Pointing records

+-------+

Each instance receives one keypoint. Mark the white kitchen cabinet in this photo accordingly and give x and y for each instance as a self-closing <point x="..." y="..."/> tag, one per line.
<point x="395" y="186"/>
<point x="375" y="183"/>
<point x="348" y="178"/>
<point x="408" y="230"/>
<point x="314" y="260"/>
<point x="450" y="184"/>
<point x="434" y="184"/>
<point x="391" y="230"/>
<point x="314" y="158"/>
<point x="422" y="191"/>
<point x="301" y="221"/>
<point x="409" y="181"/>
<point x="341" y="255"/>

+-------+

- **The exercise**
Turn the material above into a JSON list of strings with one string per line, leaving out any blank lines.

- **The solution**
[
  "Each instance receives one keypoint. Mark the white kitchen cabinet in this photo accordingly and give x and y for each instance as a self-closing <point x=\"...\" y=\"...\"/> tag, one per line.",
  "<point x=\"395\" y=\"186\"/>",
  "<point x=\"375\" y=\"183\"/>",
  "<point x=\"348\" y=\"178\"/>",
  "<point x=\"408\" y=\"230\"/>",
  "<point x=\"314\" y=\"260\"/>",
  "<point x=\"450\" y=\"184\"/>",
  "<point x=\"434\" y=\"184\"/>",
  "<point x=\"391\" y=\"230\"/>",
  "<point x=\"314\" y=\"158\"/>",
  "<point x=\"422\" y=\"191\"/>",
  "<point x=\"301\" y=\"221\"/>",
  "<point x=\"409\" y=\"181\"/>",
  "<point x=\"341\" y=\"255\"/>"
]